**What needs to be done:**
Pick out every line in the records below that contains the string "jacket" and copy each one in full. Case counts.

Begin Given records

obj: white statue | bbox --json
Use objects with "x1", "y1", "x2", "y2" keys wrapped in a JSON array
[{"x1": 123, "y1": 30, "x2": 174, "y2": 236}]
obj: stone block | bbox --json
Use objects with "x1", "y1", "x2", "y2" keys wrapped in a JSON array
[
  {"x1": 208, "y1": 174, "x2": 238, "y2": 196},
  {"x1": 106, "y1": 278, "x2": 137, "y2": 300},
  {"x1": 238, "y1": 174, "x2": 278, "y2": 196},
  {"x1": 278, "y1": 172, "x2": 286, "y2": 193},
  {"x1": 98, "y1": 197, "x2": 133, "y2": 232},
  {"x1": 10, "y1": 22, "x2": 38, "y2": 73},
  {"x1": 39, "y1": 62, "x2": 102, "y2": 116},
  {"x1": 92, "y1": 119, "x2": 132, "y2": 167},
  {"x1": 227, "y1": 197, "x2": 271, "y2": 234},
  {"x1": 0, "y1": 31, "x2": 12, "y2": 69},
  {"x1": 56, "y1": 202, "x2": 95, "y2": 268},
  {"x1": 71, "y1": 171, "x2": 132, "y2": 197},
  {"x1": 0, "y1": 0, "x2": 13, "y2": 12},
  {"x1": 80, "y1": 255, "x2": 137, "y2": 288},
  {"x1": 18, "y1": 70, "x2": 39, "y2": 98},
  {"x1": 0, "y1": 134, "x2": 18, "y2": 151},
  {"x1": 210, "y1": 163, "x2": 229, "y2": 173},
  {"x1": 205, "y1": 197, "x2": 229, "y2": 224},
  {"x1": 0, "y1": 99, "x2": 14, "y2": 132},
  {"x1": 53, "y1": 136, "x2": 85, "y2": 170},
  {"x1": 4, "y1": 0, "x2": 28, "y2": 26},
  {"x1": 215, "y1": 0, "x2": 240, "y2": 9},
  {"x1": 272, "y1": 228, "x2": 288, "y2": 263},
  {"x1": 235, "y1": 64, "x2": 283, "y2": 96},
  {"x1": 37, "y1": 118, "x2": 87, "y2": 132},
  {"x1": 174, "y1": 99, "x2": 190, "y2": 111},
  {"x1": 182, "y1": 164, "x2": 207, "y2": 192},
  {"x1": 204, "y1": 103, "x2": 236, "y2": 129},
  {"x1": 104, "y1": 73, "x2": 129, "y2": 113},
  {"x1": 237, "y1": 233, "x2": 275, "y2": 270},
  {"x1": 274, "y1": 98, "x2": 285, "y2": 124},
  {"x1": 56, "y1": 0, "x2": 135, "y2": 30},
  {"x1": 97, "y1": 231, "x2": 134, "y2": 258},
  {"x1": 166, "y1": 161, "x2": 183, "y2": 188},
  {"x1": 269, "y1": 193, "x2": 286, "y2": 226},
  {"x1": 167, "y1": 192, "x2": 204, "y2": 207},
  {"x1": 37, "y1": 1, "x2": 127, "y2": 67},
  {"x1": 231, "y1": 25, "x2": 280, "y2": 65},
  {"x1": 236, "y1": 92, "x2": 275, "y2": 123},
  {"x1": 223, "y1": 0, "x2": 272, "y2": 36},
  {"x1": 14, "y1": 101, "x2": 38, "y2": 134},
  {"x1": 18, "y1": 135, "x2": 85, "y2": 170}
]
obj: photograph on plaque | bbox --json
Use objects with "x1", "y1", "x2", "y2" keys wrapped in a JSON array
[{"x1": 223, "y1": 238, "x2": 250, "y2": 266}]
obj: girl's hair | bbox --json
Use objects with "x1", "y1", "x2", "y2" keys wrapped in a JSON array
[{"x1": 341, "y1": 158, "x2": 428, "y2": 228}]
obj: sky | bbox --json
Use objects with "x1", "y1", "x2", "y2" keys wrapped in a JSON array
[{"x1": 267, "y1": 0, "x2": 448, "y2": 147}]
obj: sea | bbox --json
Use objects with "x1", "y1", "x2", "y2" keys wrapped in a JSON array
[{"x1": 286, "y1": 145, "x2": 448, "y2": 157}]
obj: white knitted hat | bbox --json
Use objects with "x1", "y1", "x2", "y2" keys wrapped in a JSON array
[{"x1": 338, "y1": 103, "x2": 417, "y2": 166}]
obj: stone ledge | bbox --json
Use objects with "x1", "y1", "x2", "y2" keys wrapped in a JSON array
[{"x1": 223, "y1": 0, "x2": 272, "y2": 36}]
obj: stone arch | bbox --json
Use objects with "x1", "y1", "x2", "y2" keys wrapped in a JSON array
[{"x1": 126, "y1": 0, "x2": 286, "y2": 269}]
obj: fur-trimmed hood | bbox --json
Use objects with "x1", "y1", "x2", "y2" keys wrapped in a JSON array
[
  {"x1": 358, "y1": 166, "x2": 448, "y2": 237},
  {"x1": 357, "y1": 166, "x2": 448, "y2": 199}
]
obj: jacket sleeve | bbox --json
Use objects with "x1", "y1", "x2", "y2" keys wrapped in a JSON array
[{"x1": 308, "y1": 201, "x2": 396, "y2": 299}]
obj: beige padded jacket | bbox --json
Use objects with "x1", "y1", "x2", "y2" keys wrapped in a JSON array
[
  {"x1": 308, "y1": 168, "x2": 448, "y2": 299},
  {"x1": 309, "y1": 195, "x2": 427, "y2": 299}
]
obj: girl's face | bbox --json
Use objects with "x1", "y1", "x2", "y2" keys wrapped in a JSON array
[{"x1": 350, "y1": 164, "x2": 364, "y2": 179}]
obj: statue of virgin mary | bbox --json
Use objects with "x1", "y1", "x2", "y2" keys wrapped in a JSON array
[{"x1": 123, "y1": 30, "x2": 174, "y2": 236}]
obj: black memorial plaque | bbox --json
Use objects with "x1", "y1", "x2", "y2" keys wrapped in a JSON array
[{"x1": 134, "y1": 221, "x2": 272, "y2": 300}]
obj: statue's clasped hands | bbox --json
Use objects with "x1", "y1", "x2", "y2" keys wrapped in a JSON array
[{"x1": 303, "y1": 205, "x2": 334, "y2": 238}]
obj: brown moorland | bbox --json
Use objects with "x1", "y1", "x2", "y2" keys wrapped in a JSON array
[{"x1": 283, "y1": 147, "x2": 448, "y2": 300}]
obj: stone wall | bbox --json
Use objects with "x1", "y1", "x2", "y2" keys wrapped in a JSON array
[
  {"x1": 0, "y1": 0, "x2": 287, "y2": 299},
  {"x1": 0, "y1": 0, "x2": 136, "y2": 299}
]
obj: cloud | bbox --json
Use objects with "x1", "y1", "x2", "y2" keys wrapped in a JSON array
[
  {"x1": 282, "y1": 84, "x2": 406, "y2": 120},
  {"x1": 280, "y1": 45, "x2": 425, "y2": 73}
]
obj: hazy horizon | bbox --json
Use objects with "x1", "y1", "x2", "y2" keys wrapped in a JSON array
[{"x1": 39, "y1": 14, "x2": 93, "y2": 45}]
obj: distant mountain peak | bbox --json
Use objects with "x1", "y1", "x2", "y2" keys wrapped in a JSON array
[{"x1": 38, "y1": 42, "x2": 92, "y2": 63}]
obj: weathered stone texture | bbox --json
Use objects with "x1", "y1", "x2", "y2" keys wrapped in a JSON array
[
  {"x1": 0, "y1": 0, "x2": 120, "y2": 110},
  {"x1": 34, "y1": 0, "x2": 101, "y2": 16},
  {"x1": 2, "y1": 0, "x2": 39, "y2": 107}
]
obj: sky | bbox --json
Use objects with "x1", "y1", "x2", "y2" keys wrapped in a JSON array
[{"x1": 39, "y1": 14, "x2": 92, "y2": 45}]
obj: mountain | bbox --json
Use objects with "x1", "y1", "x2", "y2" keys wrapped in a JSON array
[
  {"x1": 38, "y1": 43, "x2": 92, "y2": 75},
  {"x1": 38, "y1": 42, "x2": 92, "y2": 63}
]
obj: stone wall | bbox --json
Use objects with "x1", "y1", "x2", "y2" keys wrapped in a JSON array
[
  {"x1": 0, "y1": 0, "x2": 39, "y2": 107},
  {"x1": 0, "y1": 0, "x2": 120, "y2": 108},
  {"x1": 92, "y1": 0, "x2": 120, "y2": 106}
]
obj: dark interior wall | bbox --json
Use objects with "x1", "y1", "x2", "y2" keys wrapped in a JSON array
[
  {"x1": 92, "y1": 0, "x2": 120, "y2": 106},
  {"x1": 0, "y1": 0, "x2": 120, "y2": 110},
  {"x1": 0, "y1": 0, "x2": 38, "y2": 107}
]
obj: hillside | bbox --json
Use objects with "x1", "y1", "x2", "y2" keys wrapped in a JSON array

End Given records

**Response below:**
obj: jacket sleeve | bbox --json
obj: beige padded jacket | bbox --json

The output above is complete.